:: To do ::
Your job is to report every line of the entries that has "image".

:: Extracted entries ::
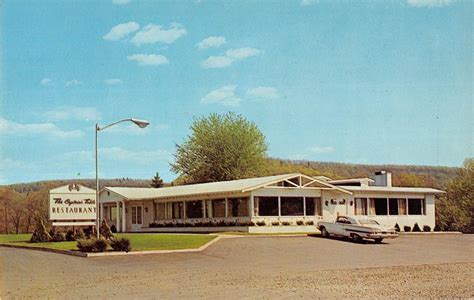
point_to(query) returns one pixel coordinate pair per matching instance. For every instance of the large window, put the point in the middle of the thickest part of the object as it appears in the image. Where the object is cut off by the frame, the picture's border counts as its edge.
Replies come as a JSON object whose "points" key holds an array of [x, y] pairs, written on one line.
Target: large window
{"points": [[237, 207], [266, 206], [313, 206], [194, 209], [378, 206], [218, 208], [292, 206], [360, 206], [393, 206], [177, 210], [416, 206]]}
==
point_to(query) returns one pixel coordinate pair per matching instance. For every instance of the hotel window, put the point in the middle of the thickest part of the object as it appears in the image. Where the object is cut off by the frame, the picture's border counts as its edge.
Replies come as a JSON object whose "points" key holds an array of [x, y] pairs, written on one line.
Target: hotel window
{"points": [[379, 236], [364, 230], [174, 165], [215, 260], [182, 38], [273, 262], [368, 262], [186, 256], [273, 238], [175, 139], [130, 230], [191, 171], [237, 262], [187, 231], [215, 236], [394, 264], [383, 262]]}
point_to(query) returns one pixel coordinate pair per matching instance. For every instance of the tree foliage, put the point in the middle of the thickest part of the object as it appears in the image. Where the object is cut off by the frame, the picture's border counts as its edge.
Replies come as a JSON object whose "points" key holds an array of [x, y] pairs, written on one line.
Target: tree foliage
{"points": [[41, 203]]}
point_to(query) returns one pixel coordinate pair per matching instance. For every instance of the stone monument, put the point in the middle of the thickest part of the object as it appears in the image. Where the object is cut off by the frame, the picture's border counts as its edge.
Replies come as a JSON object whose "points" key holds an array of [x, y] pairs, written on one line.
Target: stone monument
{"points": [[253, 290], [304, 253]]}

:: Response area ::
point_to(query) returns one pixel coordinate pair per matching instance. For every instance of the large window, put the point in the middle of the thickest part of the object as it appears in the image. Where the object is cut off by the frame, the picture's border counts as its edge.
point_to(query) returns one pixel coordinate pair per matching instance. For every instance of the hotel window, put the point in the middle of the thickest part of the object as it appears in the image. Where the object is cut off by the frame, the picture's border counts as its edge.
point_to(query) returns one pixel coordinate pair per matching instance. For every instance of the tree foliage, put the point in the middle of the thickest part of the object as it appears in the image. Where the object is cut off by the frame, the picture's border counts as its edge.
point_to(query) returns one pixel coordinate pair per matching instance. For every instance of the stone monument, put the point in the middle of the thickest part of the object as it appears in the image. Where the object is cut off by the frame, the picture's border counts as its edge.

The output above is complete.